## Objectif A
D'après l'extrait sur les crédits carbone agricoles, pour quelle raison le Crédit agricole souhaite-t-il relocaliser le marché du crédit carbone volontaire ? Répondez en une ou deux phrases.
## Objectif B
Poursuivez l'extrait sur les crédits carbone agricoles à la suite de sa dernière phrase.

## Extrait source
Le Crédit agricole affiche clairement son ambition de « structurer le marché à l'échelle nationale pour créer un cercle vertueux de débouchés qui susciteront des vocations chez les agriculteurs ». « Pour le moment, l'offre peine à rencontrer la demande. Les grands groupes savent exprimer leurs besoins, ce qui n'est pas le cas des entreprises de taille intermédiaire (ETI) pour qui ce marché est encore évanescent. Nous souhaitons démocratiser l'accès au marché du crédit carbone volontaire et, par la même occasion, le relocaliser, car 98 % des crédits carbone vendus l'an dernier en France étaient des produits d'importation », explique le directeur transitions.
Des déclinaisons concrètes
La seconde table ronde a quant à elle permis de présenter des projets ancrés dans les territoires avec trois invités engagés dans la démarche. D'abord, le PDG de l'entreprise de surgélation bretonne Ecomiam, Daniel Sauvaget, qui acquiert des crédits carbone via FCAA, qui lui a permis d'identifier « quinze projets autour des magasins et qui permettent de compenser en local ». « Cela m'a permis d'entrer dans un système dont je suis sûr qu'il n'entraîne pas de pertes de production pour les exploitations, qui me permet de faire de la pédagogie auprès des clients et qui donne une bonne image des agriculteurs d'un point de vue environnemental », a souligné Daniel Sauvaget.
À ses côtés, Vincent Legentilhomme, polyculteur et éleveur de vaches laitières en Loire-Atlantique engagé dans la transition bas-carbone, a livré son retour d'expérience et les leviers mis en place sur sa ferme, tandis qu'Anthony Menard, vice-président de Solenat, a présenté cette association créée par des agriculteurs pour développer les services environnementaux et qui accompagne plus de 300 agriculteurs engagés dans la démarche bas-carbone.

## Lignes

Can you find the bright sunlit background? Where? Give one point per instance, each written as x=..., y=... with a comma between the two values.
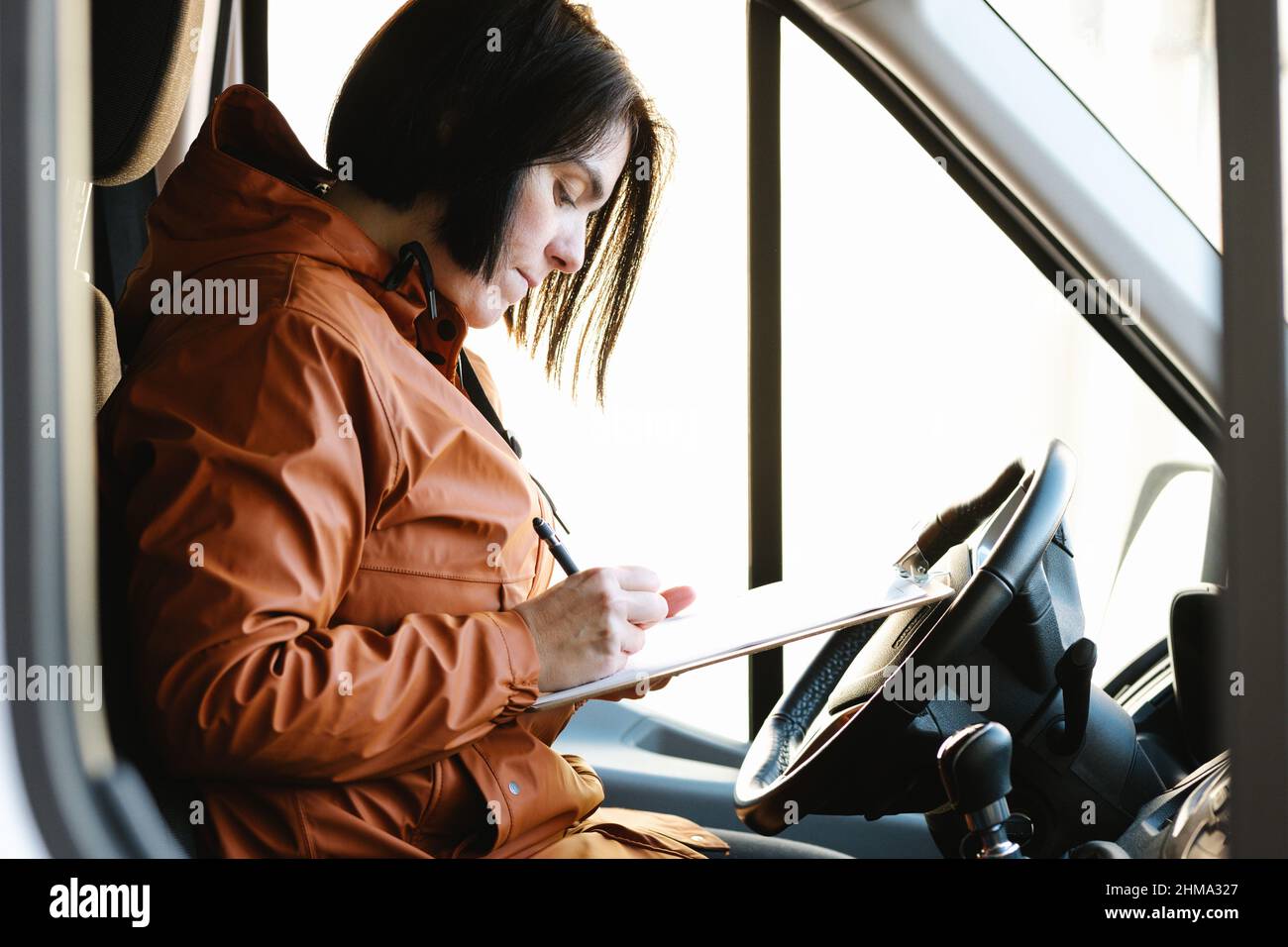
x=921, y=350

---

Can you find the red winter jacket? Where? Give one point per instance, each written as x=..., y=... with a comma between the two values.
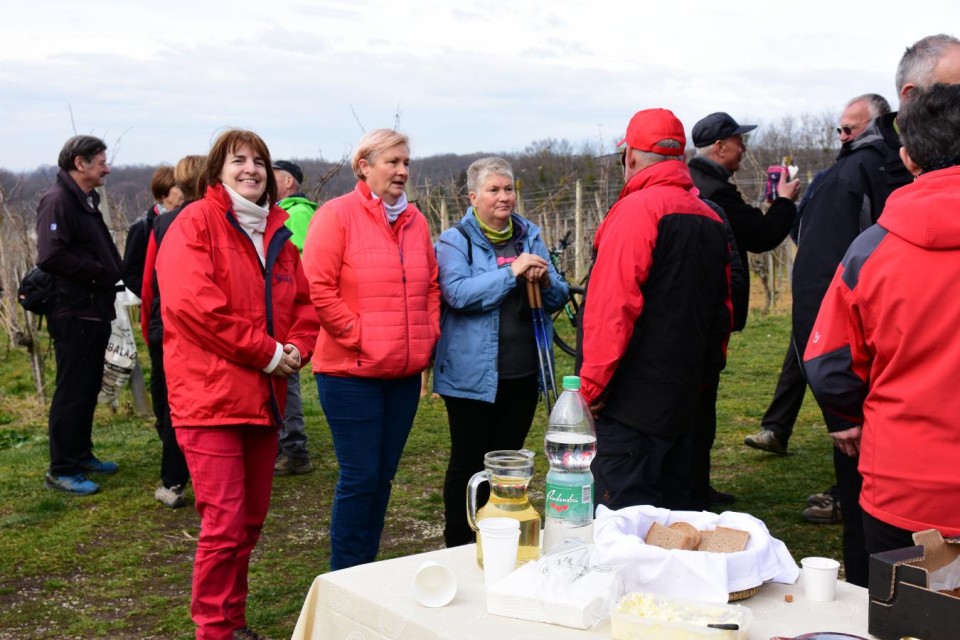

## Corrigé A
Le Crédit agricole souhaite relocaliser ce marché parce que, selon son directeur transitions, 98 % des crédits carbone vendus l'an dernier en France étaient des produits d'importation.

## Corrigé B
Le président de FCAA, Samuel Vandaele, a conclu cet après-midi de réflexion en soulignant que « les agriculteurs, accompagnés et encadrés, sont capables de relever les défis de la transition, de l'autonomie et de la résilience des exploitations ». « C'est aussi un défi personnel pour chacun d'entre nous pour laisser des exploitations plus autonomes et résilientes à nos enfants et à une société qui vit tous les jours le changement climatique ». Et Samuel Vandaele de poursuivre : « Il se présente à nous de nombreux défis, techniques, réglementaires mais aussi pour accélérer et financer la transition, communiquer auprès des ETI… et assurer le plus de retour de valeur possible à nos agriculteurs ».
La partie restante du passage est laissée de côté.